* _Documentfragment_
Artikel 2.3 Vrijstellingen

De Wet Bibob wordt niet toegepast, ingeval de aanvraag afkomstig is van:

  • a.

    Overheidsinstanties;

  • b.

    Semi-overheidsinstanties;

  • c.

    Toegelaten woning(bouw)corporaties; (toegelaten door de Minister van Volkshuisvesting conform Woningbesluit 1932 middels een daartoe verstrekte vergunning).

Artikel 2.4 Toepassingsbereik bij reeds verleende beschikkingen

Een volledige Bibob-toets vindt plaats met betrekking tot reeds verleende, in artikel 2.1 en 2.2 van dit beleid genoemde, beschikkingen indien:

  • 1.

    vanuit eigen informatie dan wel vanuit informatie van een of meerdere partners binnen het samenwerkingsverband RIEC, er aanwijzingen zijn die het vermoeden rechtvaardigen dat sprake is van een ernstige mate van gevaar als bedoeld in artikel 3 van de Wet Bibob.

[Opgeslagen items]
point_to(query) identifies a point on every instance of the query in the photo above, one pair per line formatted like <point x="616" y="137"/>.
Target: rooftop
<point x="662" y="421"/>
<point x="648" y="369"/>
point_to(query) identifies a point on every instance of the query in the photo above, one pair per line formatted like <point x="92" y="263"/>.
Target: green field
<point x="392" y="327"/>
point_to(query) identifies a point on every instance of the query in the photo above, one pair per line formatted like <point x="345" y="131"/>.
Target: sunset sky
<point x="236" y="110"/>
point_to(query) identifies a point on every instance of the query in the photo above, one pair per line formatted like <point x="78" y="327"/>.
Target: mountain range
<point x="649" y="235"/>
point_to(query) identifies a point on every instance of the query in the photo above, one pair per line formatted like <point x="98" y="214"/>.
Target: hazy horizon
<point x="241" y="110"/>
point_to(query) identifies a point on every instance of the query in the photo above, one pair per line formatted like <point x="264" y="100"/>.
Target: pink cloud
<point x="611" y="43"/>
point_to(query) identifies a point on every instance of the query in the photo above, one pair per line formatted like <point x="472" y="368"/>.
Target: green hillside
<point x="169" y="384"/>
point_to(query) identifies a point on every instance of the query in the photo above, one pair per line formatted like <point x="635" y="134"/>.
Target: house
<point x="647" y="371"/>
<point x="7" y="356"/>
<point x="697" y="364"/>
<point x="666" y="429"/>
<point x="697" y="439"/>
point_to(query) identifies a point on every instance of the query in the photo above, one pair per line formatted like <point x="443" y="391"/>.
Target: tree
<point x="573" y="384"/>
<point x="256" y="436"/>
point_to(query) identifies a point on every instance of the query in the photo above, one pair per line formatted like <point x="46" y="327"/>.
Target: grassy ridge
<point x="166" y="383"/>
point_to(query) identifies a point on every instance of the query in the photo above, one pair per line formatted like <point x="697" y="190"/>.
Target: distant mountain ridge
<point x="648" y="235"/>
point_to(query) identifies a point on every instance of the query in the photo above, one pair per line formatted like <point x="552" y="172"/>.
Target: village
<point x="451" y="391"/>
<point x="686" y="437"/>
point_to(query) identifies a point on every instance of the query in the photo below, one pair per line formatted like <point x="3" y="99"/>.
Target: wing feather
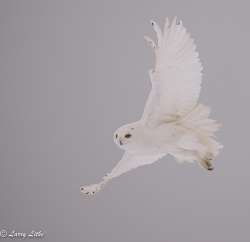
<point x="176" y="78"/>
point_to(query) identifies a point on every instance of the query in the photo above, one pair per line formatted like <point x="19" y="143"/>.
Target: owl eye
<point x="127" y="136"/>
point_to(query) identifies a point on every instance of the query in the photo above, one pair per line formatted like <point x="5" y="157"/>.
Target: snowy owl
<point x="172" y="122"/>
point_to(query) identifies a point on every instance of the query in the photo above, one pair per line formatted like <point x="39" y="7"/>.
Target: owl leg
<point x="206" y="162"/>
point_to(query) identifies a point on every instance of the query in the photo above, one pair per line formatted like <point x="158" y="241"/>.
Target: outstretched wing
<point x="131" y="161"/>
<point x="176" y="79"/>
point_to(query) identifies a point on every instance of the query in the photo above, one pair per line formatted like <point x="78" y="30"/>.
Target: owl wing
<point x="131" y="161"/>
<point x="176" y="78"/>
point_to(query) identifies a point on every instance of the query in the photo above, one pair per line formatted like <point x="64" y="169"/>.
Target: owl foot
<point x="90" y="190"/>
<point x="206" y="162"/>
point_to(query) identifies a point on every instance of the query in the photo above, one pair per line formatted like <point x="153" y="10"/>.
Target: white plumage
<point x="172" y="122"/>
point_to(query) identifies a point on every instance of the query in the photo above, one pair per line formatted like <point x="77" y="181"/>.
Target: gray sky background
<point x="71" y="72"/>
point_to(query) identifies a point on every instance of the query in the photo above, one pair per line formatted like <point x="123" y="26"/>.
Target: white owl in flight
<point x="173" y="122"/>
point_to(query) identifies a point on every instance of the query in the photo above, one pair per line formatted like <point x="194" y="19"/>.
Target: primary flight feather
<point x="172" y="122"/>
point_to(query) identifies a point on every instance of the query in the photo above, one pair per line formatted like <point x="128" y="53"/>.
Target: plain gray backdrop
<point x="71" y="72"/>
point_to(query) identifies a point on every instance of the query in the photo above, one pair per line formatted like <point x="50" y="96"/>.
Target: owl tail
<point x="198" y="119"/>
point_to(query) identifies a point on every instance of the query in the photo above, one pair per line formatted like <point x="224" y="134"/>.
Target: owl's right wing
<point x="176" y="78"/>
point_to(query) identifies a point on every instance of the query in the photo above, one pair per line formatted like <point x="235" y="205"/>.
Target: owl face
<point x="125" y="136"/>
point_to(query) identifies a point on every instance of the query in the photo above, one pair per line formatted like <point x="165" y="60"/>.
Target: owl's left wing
--
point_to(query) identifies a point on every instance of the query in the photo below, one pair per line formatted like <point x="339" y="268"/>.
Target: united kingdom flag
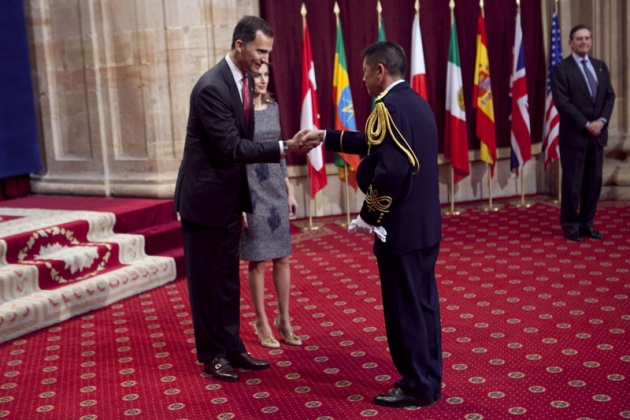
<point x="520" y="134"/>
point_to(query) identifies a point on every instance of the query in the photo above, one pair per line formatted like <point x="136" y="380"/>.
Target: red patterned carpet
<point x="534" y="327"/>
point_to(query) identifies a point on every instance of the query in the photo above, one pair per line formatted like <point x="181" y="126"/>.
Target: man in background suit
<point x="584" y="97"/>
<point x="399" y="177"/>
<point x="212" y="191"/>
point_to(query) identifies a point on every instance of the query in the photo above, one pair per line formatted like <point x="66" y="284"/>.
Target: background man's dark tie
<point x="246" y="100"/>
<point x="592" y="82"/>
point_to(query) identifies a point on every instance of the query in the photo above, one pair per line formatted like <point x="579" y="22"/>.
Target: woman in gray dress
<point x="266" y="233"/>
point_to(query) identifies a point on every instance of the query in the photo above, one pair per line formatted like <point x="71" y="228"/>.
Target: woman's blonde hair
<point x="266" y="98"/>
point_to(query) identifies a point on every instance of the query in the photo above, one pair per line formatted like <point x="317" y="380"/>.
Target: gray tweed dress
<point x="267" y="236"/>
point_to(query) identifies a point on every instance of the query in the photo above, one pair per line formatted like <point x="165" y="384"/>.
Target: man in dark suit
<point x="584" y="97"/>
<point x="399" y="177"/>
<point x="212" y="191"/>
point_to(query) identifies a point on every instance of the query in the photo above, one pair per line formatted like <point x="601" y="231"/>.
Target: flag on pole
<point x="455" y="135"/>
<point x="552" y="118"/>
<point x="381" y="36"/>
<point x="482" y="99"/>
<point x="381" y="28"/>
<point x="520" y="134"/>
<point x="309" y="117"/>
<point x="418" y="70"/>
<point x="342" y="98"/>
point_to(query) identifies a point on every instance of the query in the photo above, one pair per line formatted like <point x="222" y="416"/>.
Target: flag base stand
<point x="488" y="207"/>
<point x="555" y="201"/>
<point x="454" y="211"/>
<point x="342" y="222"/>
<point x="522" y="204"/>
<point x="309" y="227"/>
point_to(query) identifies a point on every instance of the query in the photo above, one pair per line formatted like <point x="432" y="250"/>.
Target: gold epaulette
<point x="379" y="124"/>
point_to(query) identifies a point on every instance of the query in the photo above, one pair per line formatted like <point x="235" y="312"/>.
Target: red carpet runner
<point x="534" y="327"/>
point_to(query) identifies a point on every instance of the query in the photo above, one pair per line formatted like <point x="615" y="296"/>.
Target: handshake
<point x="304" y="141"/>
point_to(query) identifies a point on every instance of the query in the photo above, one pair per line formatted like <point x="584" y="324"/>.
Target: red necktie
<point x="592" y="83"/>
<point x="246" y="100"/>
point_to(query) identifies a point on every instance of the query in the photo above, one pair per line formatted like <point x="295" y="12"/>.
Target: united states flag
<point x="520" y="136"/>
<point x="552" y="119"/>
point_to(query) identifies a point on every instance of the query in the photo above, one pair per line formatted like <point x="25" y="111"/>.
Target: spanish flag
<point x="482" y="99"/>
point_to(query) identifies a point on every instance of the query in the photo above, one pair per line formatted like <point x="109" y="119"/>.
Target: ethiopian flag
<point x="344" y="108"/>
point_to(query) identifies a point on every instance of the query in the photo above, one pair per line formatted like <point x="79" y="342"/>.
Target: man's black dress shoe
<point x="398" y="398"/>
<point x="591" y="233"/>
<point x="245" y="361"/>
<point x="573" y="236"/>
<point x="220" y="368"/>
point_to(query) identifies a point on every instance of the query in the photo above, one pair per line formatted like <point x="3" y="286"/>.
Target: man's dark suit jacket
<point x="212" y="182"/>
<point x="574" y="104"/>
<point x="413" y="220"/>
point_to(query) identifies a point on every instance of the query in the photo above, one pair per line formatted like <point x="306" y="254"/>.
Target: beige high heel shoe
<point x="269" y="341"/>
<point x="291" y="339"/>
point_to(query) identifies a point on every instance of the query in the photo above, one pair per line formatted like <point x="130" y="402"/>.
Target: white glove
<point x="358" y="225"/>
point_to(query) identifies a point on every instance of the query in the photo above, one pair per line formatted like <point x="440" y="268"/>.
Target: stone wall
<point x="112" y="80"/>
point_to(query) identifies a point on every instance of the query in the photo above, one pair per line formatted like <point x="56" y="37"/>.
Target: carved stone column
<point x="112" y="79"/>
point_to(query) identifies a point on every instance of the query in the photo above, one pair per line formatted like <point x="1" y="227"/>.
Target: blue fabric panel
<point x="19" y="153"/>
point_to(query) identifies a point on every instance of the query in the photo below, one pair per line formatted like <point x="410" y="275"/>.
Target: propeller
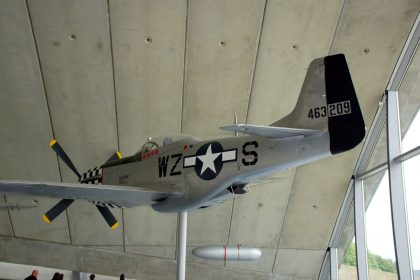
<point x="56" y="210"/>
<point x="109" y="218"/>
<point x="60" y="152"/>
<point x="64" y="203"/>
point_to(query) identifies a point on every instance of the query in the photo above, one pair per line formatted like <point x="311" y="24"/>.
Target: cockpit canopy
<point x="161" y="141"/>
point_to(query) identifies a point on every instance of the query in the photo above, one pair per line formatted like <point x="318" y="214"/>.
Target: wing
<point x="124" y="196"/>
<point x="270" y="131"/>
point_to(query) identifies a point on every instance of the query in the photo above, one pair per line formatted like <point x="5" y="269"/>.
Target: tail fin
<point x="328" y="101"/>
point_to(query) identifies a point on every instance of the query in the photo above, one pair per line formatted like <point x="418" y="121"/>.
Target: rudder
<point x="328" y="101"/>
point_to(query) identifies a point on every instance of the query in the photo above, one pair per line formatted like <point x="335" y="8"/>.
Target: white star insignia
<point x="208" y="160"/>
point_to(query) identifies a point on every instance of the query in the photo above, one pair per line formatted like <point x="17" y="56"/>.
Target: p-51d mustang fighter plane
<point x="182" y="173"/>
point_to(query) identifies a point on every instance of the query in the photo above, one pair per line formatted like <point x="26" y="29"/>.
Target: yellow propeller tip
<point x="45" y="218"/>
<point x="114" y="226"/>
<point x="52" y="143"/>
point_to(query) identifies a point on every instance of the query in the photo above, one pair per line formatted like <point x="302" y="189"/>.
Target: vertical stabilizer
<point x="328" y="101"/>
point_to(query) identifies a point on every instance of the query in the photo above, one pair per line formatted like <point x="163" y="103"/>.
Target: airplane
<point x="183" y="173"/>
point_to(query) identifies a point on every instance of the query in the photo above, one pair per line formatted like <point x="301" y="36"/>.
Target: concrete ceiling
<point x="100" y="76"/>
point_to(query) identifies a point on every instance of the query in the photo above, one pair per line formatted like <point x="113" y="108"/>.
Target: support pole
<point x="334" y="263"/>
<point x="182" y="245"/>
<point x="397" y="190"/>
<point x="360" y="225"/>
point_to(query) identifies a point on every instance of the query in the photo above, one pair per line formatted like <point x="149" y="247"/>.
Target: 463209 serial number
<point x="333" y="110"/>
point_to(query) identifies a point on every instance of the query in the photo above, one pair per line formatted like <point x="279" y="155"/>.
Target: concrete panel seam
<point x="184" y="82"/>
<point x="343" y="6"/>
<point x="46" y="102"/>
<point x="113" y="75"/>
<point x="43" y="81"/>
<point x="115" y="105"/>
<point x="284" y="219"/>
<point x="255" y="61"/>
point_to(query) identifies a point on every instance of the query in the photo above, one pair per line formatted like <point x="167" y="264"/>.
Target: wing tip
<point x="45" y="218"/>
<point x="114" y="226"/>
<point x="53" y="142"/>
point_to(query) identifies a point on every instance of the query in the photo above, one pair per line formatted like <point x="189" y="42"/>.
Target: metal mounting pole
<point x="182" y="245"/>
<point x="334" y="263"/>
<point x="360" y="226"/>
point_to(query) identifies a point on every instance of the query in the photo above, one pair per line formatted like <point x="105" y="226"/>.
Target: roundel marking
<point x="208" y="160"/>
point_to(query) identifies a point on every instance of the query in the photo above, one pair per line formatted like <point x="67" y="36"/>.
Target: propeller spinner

* _Opdracht 1_
Van welke aanvragers moet een aanvraag afkomstig zijn opdat de Wet Bibob volgens de tekst over de Wet Bibob niet wordt toegepast?
* _Opdracht 2_
Zet de tekst over de Wet Bibob voort na de laatste zin.
De lijst staat los van de tekst over de Wet Bibob.

* _Verwacht antwoord 1_
Van overheidsinstanties, semi-overheidsinstanties en toegelaten woning(bouw)corporaties.

* _Verwacht antwoord 2_
  • 2.

    informatie als bedoeld in artikel 11 juncto artikel 26 van de Wet Bibob is verkregen, vanuit het OM, direct of als reactie op een door haar ontvangen signaal van het Bureau, die duidt op een ernstige mate van gevaar als bedoeld in artikel 3 van de Wet Bibob.

  • 3.

    bekend wordt, dat tegen betrokkene in een andere gemeente of op een andere locatie binnen de gemeente bij een Bibob-toets een ernstige mate van gevaar is geconstateerd.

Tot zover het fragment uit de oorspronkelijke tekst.